STATED PROBLEM - Copy every one of the records below word for word, omitting the pictures.

Begin

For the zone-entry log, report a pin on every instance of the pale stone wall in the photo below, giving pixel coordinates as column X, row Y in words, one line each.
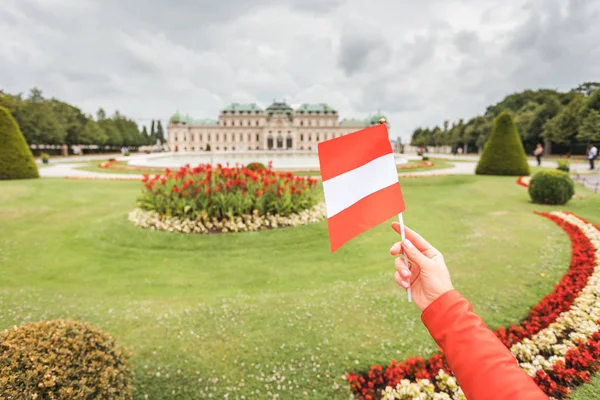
column 257, row 131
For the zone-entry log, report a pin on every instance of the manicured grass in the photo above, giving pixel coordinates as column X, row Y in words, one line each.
column 93, row 166
column 268, row 312
column 438, row 164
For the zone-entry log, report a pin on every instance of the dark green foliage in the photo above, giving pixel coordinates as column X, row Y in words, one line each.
column 541, row 116
column 16, row 160
column 551, row 187
column 256, row 166
column 51, row 121
column 503, row 153
column 62, row 359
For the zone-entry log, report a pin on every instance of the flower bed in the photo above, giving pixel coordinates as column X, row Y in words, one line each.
column 558, row 344
column 222, row 199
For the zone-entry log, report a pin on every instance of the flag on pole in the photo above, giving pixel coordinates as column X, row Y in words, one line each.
column 360, row 183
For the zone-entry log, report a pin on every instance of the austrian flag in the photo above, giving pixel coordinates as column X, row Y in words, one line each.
column 360, row 182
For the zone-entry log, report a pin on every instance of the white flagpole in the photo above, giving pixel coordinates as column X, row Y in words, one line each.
column 402, row 236
column 383, row 121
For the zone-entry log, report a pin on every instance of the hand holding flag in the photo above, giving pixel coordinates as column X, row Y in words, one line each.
column 360, row 182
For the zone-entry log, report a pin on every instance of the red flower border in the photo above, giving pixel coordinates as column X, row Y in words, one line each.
column 369, row 385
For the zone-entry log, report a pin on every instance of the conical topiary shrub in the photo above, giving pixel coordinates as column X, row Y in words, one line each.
column 16, row 160
column 503, row 153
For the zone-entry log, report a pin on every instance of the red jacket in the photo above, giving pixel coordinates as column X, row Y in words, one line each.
column 484, row 368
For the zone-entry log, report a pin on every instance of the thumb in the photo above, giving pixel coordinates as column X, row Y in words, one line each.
column 414, row 254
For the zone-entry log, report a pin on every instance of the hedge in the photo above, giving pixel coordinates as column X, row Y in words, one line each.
column 62, row 359
column 503, row 153
column 551, row 187
column 16, row 160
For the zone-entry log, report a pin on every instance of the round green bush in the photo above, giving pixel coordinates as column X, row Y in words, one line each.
column 16, row 160
column 62, row 359
column 256, row 166
column 503, row 153
column 551, row 187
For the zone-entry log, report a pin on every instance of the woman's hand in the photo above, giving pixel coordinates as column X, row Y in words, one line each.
column 428, row 275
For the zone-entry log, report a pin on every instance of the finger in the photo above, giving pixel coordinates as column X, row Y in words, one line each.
column 402, row 267
column 414, row 254
column 400, row 281
column 414, row 237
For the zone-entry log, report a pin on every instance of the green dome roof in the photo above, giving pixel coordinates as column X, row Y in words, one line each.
column 310, row 108
column 279, row 107
column 374, row 120
column 177, row 118
column 249, row 108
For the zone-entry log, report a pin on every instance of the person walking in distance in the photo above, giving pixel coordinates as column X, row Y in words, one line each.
column 592, row 154
column 539, row 150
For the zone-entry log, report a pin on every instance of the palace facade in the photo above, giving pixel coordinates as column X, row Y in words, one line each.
column 245, row 127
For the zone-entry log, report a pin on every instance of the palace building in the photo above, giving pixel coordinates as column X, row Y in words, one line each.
column 243, row 127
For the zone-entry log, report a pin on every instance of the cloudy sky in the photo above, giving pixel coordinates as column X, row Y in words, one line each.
column 418, row 61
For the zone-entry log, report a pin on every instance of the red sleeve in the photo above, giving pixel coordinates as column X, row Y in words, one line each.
column 484, row 368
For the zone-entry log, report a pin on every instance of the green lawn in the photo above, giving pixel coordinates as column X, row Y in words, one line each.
column 438, row 164
column 93, row 166
column 268, row 312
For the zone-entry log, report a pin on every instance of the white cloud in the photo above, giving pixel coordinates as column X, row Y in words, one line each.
column 418, row 62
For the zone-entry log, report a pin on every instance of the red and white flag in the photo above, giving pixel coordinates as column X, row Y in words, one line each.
column 360, row 183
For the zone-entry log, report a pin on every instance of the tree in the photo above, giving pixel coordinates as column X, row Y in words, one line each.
column 565, row 126
column 38, row 121
column 93, row 133
column 16, row 160
column 159, row 133
column 590, row 128
column 587, row 88
column 503, row 153
column 71, row 119
column 594, row 101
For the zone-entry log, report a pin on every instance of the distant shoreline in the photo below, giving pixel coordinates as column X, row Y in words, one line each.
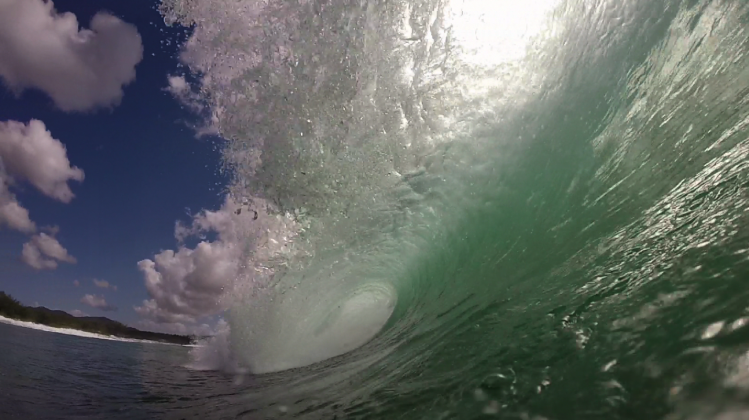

End

TASK RESPONSE -
For the zone-entry log, report a pin on every instance of the pale stone wall in the photo below, giving pixel coordinates as column X, row Y in words, one line each.
column 257, row 131
For the zone-entry log, report a pin on every instance of the manicured grass in the photo above, giving pixel coordinates as column X, row Y in words, one line each.
column 93, row 166
column 268, row 312
column 438, row 164
For the zone-entry log, report a pin on every instance of the dark green foliage in the photo above, giving pixel coordinates as column X, row Y in words, one line each.
column 541, row 116
column 16, row 160
column 551, row 187
column 256, row 166
column 51, row 121
column 503, row 153
column 62, row 359
For the zone-entry log, report a pin on every instance of the flower bed in the photo above, giving pixel coordinates as column X, row Y in words, one line each.
column 558, row 344
column 222, row 199
For the zone-entry log, report a pin on every instance of the flag on pole in the photo above, giving pixel coordinates as column X, row Y in words, one line each.
column 360, row 183
For the zone-entry log, report a pin on every instance of the austrian flag in the photo above, giving pixel coordinates as column X, row Y in words, one line each.
column 360, row 182
For the zone-entry log, report a pin on every instance of the white flagpole in the photo above, giving pixel coordinates as column X, row Y in words, one line each.
column 402, row 236
column 383, row 121
For the zone-entry log, report a pin on every instance of the hand holding flag in the photo above, giving pixel coordinates as column X, row Y in words, one line each.
column 360, row 182
For the zone-entry log, report a pin on every instance of the red flower border in the photo above, giving pixel coordinates as column X, row Y in words, one line each.
column 369, row 385
For the zone-entry log, report a pin on every instance of the conical topiary shrub in the photo above, giving pixel coordinates as column X, row Y in words, one line each.
column 16, row 160
column 503, row 153
For the zone-entry log, report a pin on every instance of the red jacket in the photo above, giving pixel coordinates as column X, row Y in words, one line each.
column 484, row 368
For the zone-entry log, report a pin on every instance of the thumb in the photo above, giving pixel coordinates as column X, row Y in words, one line each.
column 414, row 254
For the zone-entry log, report a pin on every instance of the hedge in the photo above, giving pixel coordinates as column X, row Y in words, one line each.
column 62, row 359
column 503, row 153
column 551, row 187
column 16, row 160
For the zone-entry log, report a pin on every instance of the round green bush in the photo above, giving pixel coordinates as column X, row Y in words, one line each.
column 16, row 160
column 62, row 359
column 256, row 166
column 503, row 153
column 551, row 187
For the zone-entry log, report a pin on every instance of the woman's hand in the photo above, giving pixel coordinates as column X, row Y in words, one line each.
column 428, row 275
For the zone-entry log, report a pin on every instance of the finger in the photo above, giving pixel coordinates as column X, row Y in words, one line each.
column 402, row 267
column 414, row 254
column 400, row 281
column 414, row 237
For the zone-entry log, report a pin on every instance of the green dome roof in the photo above, giving pixel coordinates as column X, row Y in words, one line each.
column 310, row 108
column 279, row 107
column 374, row 120
column 177, row 118
column 249, row 108
For the zone-entry log, report a pin on every instance of the person walking in distance in the photo above, giving pixel coordinates as column X, row Y in words, one line each.
column 592, row 154
column 539, row 150
For the zone-entry log, report a pin on every instance of the palace facade in the photo above, giving pixel coordinates as column X, row Y in words, one line each.
column 245, row 127
For the zone-entry log, report a pin on every instance of the palace building in the photo above, giving pixel coordinates as column X, row Y in words, one line each.
column 243, row 127
For the zone-entry log, report a pin on every instance of the cloudy sky in the photo above, giving pixel coordinates as column X, row Y in words, one line each.
column 418, row 61
For the zone-entry log, report a pin on every instance of the red sleeve in the photo above, giving pixel coordinates as column X, row Y in words, one line each.
column 484, row 368
For the zone-entry log, report a pin on every instance of the green lawn in the photo above, giving pixel coordinates as column X, row Y in words, one line each.
column 438, row 164
column 93, row 166
column 268, row 312
For the zone-entry log, report a pin on every instance of the white cloud in the photo above, giving pixel coordinates as column X, row Y in words, one line each.
column 418, row 62
For the zone-entry log, report a pin on every instance of the red and white flag in the photo above, giving pixel coordinates as column X, row Y in words, one line each.
column 360, row 183
For the zone-entry log, report a pin on every instance of the tree in the photo above, giving pixel coordinates as column X, row Y in words, one line each.
column 565, row 126
column 38, row 121
column 93, row 133
column 16, row 160
column 159, row 133
column 590, row 128
column 587, row 88
column 503, row 153
column 71, row 119
column 594, row 101
For the zone-entry log, report a pin on every instance of the distant shoreline in the photo below, giving pixel coordinates as column X, row Y in words, one line each.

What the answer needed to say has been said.